-- Begin --

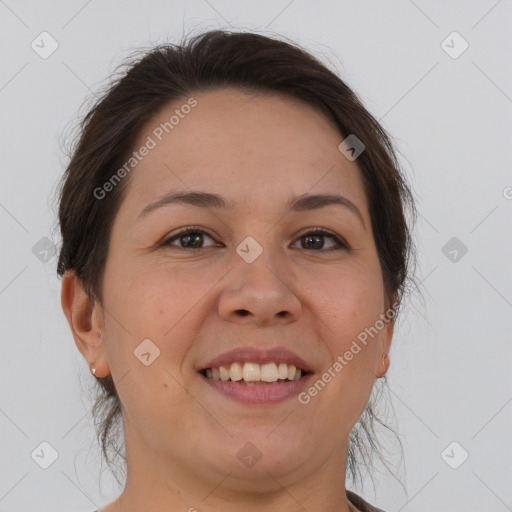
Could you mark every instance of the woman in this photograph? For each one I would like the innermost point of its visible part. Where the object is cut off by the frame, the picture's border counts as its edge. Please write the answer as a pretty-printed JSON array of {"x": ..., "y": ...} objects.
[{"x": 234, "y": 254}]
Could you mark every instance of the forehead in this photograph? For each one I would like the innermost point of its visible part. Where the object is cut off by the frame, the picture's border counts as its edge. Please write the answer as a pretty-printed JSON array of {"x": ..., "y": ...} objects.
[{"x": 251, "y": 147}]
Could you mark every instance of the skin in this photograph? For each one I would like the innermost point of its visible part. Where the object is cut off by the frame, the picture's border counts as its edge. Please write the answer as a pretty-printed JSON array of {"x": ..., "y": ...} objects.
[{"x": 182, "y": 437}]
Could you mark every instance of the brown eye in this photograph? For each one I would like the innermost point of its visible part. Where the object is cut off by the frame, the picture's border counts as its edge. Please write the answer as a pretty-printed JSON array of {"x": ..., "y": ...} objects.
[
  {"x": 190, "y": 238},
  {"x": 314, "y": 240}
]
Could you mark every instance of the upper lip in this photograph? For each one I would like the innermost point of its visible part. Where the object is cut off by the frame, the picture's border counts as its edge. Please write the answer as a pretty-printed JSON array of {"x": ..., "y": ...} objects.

-- End --
-- Begin --

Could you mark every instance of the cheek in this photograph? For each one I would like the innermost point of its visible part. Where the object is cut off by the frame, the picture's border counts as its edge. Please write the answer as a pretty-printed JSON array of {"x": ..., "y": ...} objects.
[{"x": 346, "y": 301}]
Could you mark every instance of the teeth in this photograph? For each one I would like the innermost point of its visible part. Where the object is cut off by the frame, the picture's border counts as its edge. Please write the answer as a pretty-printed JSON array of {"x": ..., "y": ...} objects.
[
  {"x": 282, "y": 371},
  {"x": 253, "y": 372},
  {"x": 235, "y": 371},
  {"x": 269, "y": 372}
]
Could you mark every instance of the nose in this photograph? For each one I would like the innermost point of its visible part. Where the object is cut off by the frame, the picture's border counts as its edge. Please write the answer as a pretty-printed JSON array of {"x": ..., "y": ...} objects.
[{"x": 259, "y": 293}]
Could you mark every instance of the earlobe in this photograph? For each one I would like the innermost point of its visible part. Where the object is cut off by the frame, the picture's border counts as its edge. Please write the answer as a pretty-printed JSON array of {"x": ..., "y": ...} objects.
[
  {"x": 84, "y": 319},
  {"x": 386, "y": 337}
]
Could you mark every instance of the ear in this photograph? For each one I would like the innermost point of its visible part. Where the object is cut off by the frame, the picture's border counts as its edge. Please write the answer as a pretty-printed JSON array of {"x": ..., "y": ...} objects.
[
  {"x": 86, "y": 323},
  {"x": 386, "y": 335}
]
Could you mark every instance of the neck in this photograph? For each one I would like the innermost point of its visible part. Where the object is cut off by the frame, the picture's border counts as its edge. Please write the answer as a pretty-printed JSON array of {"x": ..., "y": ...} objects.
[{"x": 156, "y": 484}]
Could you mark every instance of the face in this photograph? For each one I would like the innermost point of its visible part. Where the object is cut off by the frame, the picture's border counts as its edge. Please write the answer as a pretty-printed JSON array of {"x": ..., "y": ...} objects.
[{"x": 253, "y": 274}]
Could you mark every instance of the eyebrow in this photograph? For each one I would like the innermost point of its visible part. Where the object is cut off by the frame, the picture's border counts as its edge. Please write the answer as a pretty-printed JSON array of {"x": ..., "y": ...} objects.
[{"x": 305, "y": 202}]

-- End --
-- Begin --

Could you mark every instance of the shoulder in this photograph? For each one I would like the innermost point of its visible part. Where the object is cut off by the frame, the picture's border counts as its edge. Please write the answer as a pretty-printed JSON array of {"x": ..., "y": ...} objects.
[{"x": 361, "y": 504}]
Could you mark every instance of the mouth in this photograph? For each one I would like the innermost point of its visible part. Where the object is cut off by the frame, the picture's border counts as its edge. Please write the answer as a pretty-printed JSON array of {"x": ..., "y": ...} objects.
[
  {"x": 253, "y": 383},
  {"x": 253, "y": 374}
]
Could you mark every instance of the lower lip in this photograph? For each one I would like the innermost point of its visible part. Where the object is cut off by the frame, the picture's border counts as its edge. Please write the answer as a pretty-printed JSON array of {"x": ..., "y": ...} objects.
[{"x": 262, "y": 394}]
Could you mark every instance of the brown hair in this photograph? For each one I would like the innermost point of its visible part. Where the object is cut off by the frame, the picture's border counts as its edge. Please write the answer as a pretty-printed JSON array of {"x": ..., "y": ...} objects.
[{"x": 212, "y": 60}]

-- End --

The request — Reproduce every row from the one containing "Could you mark every instance of the woman" down to the one containing "Could you mark every instance of the upper", both included. Keep the requests unchanged and offset each coordinate in the answers by -13.

Problem solution —
Could you mark every instance of the woman in this photograph? For each one I would like the innermost point of its visible part. Where the object is cut off by the frame, the picture's border counts as its edge. Please write the answer as a pretty-printed JSON array of {"x": ..., "y": ...} objects.
[{"x": 221, "y": 241}]
Could you mark every instance of the forehead in this photograph? For each one I would like the innermost point of its visible part. Where the object is cut off by the frame, the picture's border counts as its edge. Please write the answer as a pretty-printed JSON array of {"x": ..., "y": ...} objects.
[{"x": 238, "y": 134}]
Could you mark every instance of the skin in this photograph? For each one I would like the innermost point of its visible part. Where the object is cut off by the frame, the picture's border counts as its edge. Please write the answer as a pretty-printed JSON array of {"x": ..., "y": ...} objects.
[{"x": 169, "y": 424}]
Could you mark every instance of the brown eye in this photograph? For each one I would like the innermost point of its visible part. Where the object is cut off by the frame, the picture's border counts as its edge. Please write the answer as a pretty-printed JSON array of {"x": ..., "y": ...} objects.
[
  {"x": 177, "y": 225},
  {"x": 301, "y": 227}
]
Could you mark every instance of the upper lip in this photograph? For each one I would like the innermost point of its visible part. Where the object is cut off by the frame, the picture's border counts as its edge. Please write the answer as a pretty-printed JSON array of {"x": ..., "y": ...} objects.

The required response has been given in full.